*** Passage ***
Doctors and Patients;  From Pulse to Justice!

Anoop K. Kaushal, Advocate

 

Rare were the phenomena of intrigue and disbelief,  agony and vendetta, challenge of the disease and threat of malpractice, so closely heard or read about, say, even  two decades ago, but today it is not only makes news, but  a subject to splash views.

However,  when it comes to adjudication of such disputes, it hardly helps either party, no matter on whose side or with whose version the digital media expresses sympathy first.

Certain general principles that are followed and impact of the existing statutory and procedural provisions may be summarized as under:

  1. Law requires a medical practitioner to practice with a minimum acceptable standard of professional skill, neither very high degree, nor very low, subject to specialists being an exception. Each case of alleged malpractice is shrouded and surrounded in its own peculiarities. The first test to which an eventful line of treatment may be put is as to whether (hypothetically), any other prudent practitioner, or at least a majority of them, would have applied the same management. If the answer is `yes’, the scales of justice may stop swaying and tilt slightly towards the therapist.  

  2. But that is only the beginning of the scrutiny. Law also requires updating of skills and knowledge in accordance with current practices and sophistication of infrastructure, paramedical and sub-staff, hygiene and sterility. With the progress in technology and advancement in the science of medicine, the research scholars across the globe (and sometimes beyond the globe, in space) endeavour to minimize and mitigate the pain and sufferings of man kind caused by the maladies and pangs of health care. One should keep abreast of all such developments and not keep marking time on shunted practices. Reading periodicals, attending seminars, support from the peers gives a professional the enabling knowledge,  confidence and possible cure for the patient.  

  3. Amount of fee charged by the doctors has generally not been   the domain of Courts. Sometimes it is found that a patient, who by choice, or enjoying the cover of a mediclaim insurance policy, get admitted for treatment in an expensive private or corporate hospital, but on not getting the desired relief, starts blaming the heavy bills also, unaware that service charges are not  regulated by law.

  4. Consumer Forums do not have, in their constitution, Judges or Members medically qualified.  Majority of  cases involving aggrieved patients or their legal heirs if the patient has expired, are filed under the Consumer Protection Act, 1986. The consumer justice delivery system is based on summary trial, evidence is normally recorded in the shape of affidavits and in some cases, deponents are allowed to be cross-examined. Unless there is clinching evidence against the hospitals, judgment is delivered on probable conclusions. Both sides, therefore, owe a duty towards the courts to maximize and widen the information on record in the shape of medical records and opinions, and obviate possible aftermaths to maintain the sensitivity of the fiduciary relationship between them in the larger interest of the community.
*** End of Passage ***
*** Extracted entries ***
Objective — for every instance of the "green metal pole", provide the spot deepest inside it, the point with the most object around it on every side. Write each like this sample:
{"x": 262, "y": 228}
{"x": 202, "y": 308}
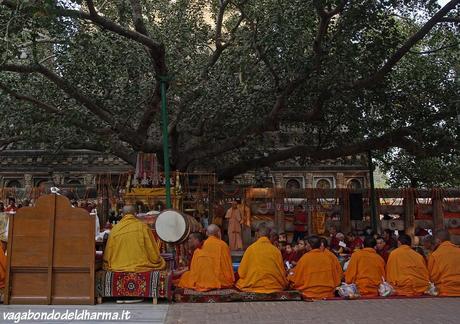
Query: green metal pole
{"x": 373, "y": 202}
{"x": 164, "y": 117}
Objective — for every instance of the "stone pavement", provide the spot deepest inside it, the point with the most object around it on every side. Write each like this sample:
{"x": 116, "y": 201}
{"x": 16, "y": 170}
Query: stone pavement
{"x": 427, "y": 310}
{"x": 407, "y": 311}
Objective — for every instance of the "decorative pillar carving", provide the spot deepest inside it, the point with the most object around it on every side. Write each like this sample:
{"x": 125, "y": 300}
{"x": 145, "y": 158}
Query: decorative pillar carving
{"x": 28, "y": 181}
{"x": 89, "y": 179}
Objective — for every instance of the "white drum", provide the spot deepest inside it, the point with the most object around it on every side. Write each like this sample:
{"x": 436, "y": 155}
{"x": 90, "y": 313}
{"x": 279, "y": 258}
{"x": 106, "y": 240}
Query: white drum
{"x": 172, "y": 226}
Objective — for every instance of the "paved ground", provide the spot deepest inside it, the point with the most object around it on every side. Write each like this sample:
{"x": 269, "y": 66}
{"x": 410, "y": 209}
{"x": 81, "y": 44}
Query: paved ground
{"x": 407, "y": 311}
{"x": 432, "y": 311}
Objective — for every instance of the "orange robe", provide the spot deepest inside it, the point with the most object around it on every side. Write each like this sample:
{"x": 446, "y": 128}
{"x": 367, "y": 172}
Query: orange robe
{"x": 131, "y": 247}
{"x": 365, "y": 270}
{"x": 316, "y": 275}
{"x": 407, "y": 272}
{"x": 261, "y": 269}
{"x": 2, "y": 268}
{"x": 444, "y": 268}
{"x": 234, "y": 228}
{"x": 211, "y": 267}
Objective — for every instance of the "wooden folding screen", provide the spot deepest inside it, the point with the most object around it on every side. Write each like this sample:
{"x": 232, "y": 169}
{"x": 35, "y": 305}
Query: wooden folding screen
{"x": 51, "y": 254}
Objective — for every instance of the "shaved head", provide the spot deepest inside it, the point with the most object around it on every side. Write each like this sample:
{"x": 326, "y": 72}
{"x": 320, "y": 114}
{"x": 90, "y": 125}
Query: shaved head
{"x": 314, "y": 241}
{"x": 128, "y": 209}
{"x": 442, "y": 235}
{"x": 263, "y": 230}
{"x": 213, "y": 230}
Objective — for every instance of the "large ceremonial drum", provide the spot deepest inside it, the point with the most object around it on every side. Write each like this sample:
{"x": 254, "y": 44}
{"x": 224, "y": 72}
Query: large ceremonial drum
{"x": 172, "y": 226}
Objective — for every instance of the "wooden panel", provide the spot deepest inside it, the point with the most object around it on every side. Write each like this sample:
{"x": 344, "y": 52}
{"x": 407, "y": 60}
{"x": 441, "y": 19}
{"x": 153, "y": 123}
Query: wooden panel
{"x": 28, "y": 287}
{"x": 52, "y": 254}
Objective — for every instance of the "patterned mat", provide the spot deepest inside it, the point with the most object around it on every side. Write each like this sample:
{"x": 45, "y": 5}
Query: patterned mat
{"x": 231, "y": 295}
{"x": 155, "y": 284}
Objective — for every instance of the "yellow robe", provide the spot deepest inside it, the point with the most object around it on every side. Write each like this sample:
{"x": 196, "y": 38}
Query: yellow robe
{"x": 211, "y": 267}
{"x": 261, "y": 269}
{"x": 131, "y": 247}
{"x": 2, "y": 268}
{"x": 316, "y": 275}
{"x": 407, "y": 272}
{"x": 365, "y": 270}
{"x": 444, "y": 269}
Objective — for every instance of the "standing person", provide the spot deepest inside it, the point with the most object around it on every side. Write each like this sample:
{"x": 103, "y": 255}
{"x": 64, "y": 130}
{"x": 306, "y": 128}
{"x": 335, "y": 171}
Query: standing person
{"x": 382, "y": 248}
{"x": 406, "y": 270}
{"x": 444, "y": 265}
{"x": 366, "y": 269}
{"x": 245, "y": 213}
{"x": 234, "y": 227}
{"x": 300, "y": 223}
{"x": 429, "y": 245}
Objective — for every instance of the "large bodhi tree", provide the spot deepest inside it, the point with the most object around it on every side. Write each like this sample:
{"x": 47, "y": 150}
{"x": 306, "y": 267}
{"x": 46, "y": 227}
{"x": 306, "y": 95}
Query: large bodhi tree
{"x": 330, "y": 77}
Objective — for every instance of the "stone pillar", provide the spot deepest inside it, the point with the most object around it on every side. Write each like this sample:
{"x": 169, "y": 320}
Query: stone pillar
{"x": 340, "y": 180}
{"x": 28, "y": 184}
{"x": 89, "y": 179}
{"x": 58, "y": 178}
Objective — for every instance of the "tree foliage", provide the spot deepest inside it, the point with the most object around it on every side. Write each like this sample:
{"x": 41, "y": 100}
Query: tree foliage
{"x": 330, "y": 77}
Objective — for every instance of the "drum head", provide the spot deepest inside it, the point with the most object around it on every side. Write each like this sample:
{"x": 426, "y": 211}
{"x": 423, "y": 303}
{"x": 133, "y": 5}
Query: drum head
{"x": 170, "y": 226}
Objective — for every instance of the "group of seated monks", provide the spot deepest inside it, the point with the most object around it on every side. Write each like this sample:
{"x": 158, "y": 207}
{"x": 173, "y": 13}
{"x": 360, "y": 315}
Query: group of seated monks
{"x": 131, "y": 247}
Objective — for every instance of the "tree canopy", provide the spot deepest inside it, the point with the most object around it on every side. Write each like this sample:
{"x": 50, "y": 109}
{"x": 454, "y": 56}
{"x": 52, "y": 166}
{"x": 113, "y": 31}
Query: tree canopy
{"x": 250, "y": 83}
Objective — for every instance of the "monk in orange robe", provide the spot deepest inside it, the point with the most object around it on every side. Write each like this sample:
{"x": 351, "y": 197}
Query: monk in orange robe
{"x": 366, "y": 269}
{"x": 261, "y": 269}
{"x": 317, "y": 273}
{"x": 234, "y": 227}
{"x": 444, "y": 265}
{"x": 2, "y": 269}
{"x": 211, "y": 266}
{"x": 406, "y": 269}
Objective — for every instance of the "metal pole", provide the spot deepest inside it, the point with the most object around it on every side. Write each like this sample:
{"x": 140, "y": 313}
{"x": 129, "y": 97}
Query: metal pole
{"x": 164, "y": 117}
{"x": 373, "y": 205}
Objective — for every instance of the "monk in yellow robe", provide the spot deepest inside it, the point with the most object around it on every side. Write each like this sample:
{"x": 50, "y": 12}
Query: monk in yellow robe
{"x": 366, "y": 269}
{"x": 211, "y": 266}
{"x": 406, "y": 270}
{"x": 131, "y": 246}
{"x": 317, "y": 273}
{"x": 261, "y": 269}
{"x": 2, "y": 269}
{"x": 444, "y": 265}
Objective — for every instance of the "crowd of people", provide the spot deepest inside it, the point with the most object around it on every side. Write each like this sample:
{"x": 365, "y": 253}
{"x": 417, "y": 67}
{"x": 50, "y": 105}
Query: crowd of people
{"x": 315, "y": 271}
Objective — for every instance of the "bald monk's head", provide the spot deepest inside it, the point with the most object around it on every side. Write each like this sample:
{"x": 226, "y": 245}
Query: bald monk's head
{"x": 213, "y": 230}
{"x": 404, "y": 239}
{"x": 128, "y": 210}
{"x": 441, "y": 235}
{"x": 263, "y": 231}
{"x": 369, "y": 241}
{"x": 314, "y": 242}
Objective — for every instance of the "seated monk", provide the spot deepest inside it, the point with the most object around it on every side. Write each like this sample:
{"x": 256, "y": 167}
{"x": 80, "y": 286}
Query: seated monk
{"x": 406, "y": 269}
{"x": 261, "y": 269}
{"x": 317, "y": 274}
{"x": 131, "y": 246}
{"x": 211, "y": 266}
{"x": 366, "y": 269}
{"x": 444, "y": 265}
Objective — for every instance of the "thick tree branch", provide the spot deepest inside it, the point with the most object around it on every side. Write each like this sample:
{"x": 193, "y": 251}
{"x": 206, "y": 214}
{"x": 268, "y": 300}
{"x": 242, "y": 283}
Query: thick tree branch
{"x": 53, "y": 110}
{"x": 404, "y": 49}
{"x": 455, "y": 20}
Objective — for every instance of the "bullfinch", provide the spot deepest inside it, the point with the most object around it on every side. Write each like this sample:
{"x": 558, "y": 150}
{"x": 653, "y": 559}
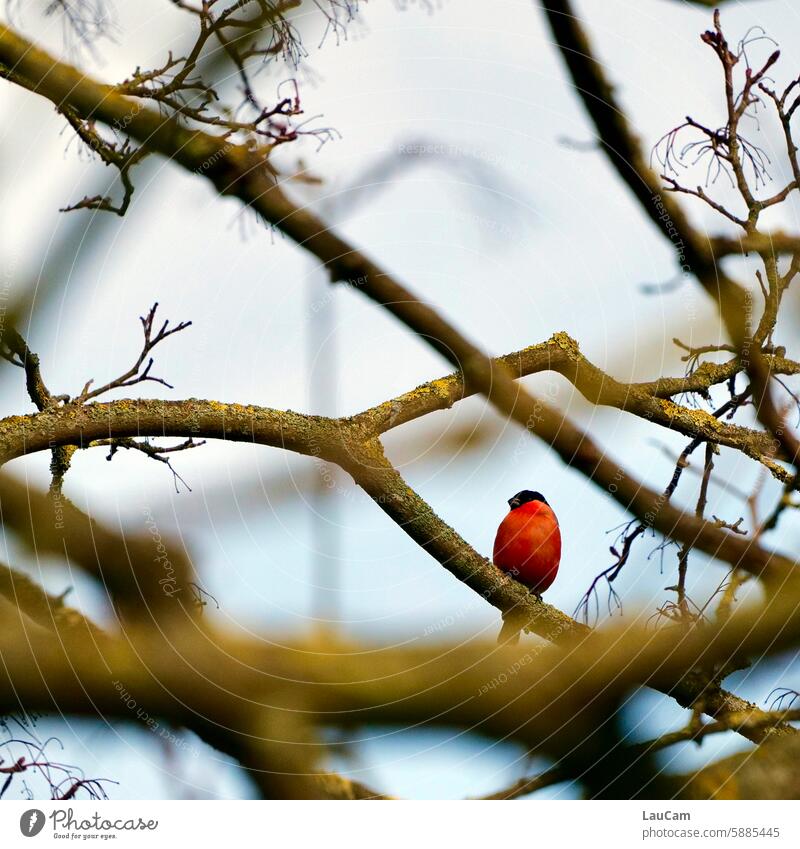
*** End of Extracted entries ***
▸ Exercise requirements
a) According to the article on doctors and patients, under which act are most cases by aggrieved patients or their legal heirs filed?
b) Reproduce word for word the part of the article on doctors and patients that opens with the words containing "3. Amount of" and closes with "regulated by law.".

▸ Answers per task
a) The Consumer Protection Act, 1986.

b)
3. Amount of fee charged by the doctors has generally not been   the domain of Courts. Sometimes it is found that a patient, who by choice, or enjoying the cover of a mediclaim insurance policy, get admitted for treatment in an expensive private or corporate hospital, but on not getting the desired relief, starts blaming the heavy bills also, unaware that service charges are not  regulated by law.